#### 抜粋本文:

● ● ● ●

仮 定 さ れ た 有 機 交 流 電 燈

歴史・文化・環境をめぐる学術的話題から、映画やゲームについての無節操な評論まで、心象スケッチを連ねてゆきます。

雑誌『環境/文化』を出すべきか

2011-06-26 16:12:46 | 議論の豹韜
今週もけっこうフルに活動した。定例の会議のほかに、サークルからの助成金申請を審査する課外活動検討小委員会(職責で委員長。昨年の『もののけ姫』シンポでご一緒した田中治彦さんも委員である)があり、ホフマンホールのサークル用小会議室(いわゆる部室)の使用許可証手交も行った。木曜は東奔西走で、午前中に鎌倉へ出て生涯学習の講義を行い、午後に大学へ戻って夕方の上南戦慰労会に出席した。その間何とか授業の準備をし、土曜も上智史学会の例会へ参加。ようやく一息ついた…といいたいところだが、来週はプレゼミ・院ゼミでも自分で報告をしなければならないので、今日の日曜も時間を無駄にできないのだ。そろそろ7月末の講演の準備を本格化し、単行本執筆もまとめにかからねばならないのだが、…うーむ、やはり時間がない。

● ● ● ●

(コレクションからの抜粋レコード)
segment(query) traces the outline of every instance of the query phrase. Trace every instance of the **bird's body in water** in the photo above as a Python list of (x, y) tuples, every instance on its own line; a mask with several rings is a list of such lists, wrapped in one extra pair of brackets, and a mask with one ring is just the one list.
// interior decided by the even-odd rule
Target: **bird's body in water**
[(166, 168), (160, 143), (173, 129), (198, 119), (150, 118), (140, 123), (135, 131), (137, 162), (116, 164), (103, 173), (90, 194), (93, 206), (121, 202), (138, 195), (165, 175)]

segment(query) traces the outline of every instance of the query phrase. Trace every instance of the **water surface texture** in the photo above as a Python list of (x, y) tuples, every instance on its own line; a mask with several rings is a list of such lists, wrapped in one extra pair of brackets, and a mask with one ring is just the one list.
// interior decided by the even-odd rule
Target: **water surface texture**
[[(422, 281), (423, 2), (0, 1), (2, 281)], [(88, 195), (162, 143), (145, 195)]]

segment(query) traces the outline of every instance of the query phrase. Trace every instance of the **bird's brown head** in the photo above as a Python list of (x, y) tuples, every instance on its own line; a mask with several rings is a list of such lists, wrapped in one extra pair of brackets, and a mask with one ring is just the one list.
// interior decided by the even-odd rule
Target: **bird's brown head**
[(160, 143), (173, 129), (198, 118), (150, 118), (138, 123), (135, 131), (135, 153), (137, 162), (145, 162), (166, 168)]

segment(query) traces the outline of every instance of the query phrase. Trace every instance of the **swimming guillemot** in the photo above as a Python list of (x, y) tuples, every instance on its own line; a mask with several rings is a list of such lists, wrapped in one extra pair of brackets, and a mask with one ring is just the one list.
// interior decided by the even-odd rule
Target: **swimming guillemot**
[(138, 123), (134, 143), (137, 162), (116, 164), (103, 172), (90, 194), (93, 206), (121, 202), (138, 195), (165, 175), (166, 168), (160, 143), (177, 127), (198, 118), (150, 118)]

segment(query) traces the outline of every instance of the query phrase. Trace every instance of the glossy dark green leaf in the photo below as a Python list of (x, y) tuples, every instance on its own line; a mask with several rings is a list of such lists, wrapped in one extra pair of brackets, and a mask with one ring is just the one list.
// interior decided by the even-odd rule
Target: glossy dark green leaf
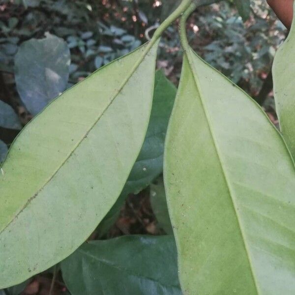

● ● ● ●

#### 課題一覧:
- a) 本文で筆者がこれから取り組まなければならないとしている事柄をすべて挙げてください。
- b) 提供データの行のうち、先頭から「Target: **bird's body in water**」を含む行まで（その行を含む）を、「photo」を「image」に置き換えて書き直してください。それ以外は一切変えないでください。

#### 課題別の解答:
- a)
- 来週のプレゼミ・院ゼミでの自分の報告
- 7月末の講演の準備の本格化
- 単行本執筆のまとめ

- b)
segment(query) traces the outline of every instance of the query phrase. Trace every instance of the **bird's body in water** in the image above as a Python list of (x, y) tuples, every instance on its own line; a mask with several rings is a list of such lists, wrapped in one extra pair of brackets, and a mask with one ring is just the one list.
// interior decided by the even-odd rule
Target: **bird's body in water**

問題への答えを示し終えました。